PROBLEMA PROPOSTO » Transcreva na íntegra o texto sobre mudança climática e jornalismo investigativo, sem alterar nenhuma palavra.

TRECHO DO TEXTO »
==============================
Mudança climática e jornalismo investigativo

Por Maurício Tuffani
Aquecimento dos mares derrete as plataformas glaciares em torno da Antártida, segundo estudo da Nasa. Imagem: Nasa/GSFC/Jefferson Beck
Imagem de estudo da Nasa sobre o efeito do aquecimento dos mares nas plataformas glaciares em torno da Antártida. Imagem: Nasa/GSFC/Jefferson Beck

Mesmo que nos próximos anos seja possível o acordo internacional sobre o clima, será difícil ele ter força para assegurar as medidas de controle das emissões de gases-estufa para evitar que a temperatura média global aumente de 1,8ºC a 4ºC até o ano de 2100, previstas no Protocolo de Quioto, de dezembro de 1997. Essa foi a conclusão do debate “Estamos perto de um acordo global sobre o clima?”, no qual participei como mediador ontem (quinta-feira, 24.jul) no 9º Congresso Internacional de Jornalismo Investigativo, em São Paulo.
==============================
ENTRADAS »

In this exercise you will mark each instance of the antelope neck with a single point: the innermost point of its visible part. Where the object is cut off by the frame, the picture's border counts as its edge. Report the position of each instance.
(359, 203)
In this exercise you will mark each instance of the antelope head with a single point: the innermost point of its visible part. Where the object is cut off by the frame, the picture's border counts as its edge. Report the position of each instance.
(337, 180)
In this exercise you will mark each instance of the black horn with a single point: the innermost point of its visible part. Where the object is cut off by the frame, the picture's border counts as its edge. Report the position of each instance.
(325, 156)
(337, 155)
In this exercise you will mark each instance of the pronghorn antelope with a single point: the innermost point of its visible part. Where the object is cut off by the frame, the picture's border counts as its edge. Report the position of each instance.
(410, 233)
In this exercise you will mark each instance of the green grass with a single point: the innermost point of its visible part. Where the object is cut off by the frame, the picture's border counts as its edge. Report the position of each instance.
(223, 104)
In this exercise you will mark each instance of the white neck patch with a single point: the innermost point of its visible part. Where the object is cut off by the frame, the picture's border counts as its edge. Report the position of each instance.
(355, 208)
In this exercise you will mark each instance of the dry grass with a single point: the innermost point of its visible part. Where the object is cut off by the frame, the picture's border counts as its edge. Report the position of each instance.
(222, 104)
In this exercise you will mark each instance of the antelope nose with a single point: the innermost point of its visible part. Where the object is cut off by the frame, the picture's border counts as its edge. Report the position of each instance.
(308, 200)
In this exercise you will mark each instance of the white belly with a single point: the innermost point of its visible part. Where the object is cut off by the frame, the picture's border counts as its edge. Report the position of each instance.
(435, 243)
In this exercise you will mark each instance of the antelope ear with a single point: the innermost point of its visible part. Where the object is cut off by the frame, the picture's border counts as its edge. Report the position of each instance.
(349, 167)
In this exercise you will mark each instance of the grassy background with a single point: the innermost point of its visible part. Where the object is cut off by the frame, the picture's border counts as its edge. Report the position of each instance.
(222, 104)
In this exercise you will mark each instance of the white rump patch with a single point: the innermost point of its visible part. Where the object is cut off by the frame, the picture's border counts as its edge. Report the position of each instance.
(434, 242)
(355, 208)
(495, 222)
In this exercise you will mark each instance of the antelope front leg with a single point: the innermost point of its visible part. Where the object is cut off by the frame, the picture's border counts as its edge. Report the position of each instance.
==============================
RESPOSTA COMPLETA »
Mudança climática e jornalismo investigativo

Por Maurício Tuffani
Aquecimento dos mares derrete as plataformas glaciares em torno da Antártida, segundo estudo da Nasa. Imagem: Nasa/GSFC/Jefferson Beck
Imagem de estudo da Nasa sobre o efeito do aquecimento dos mares nas plataformas glaciares em torno da Antártida. Imagem: Nasa/GSFC/Jefferson Beck

Mesmo que nos próximos anos seja possível o acordo internacional sobre o clima, será difícil ele ter força para assegurar as medidas de controle das emissões de gases-estufa para evitar que a temperatura média global aumente de 1,8ºC a 4ºC até o ano de 2100, previstas no Protocolo de Quioto, de dezembro de 1997. Essa foi a conclusão do debate “Estamos perto de um acordo global sobre o clima?”, no qual participei como mediador ontem (quinta-feira, 24.jul) no 9º Congresso Internacional de Jornalismo Investigativo, em São Paulo.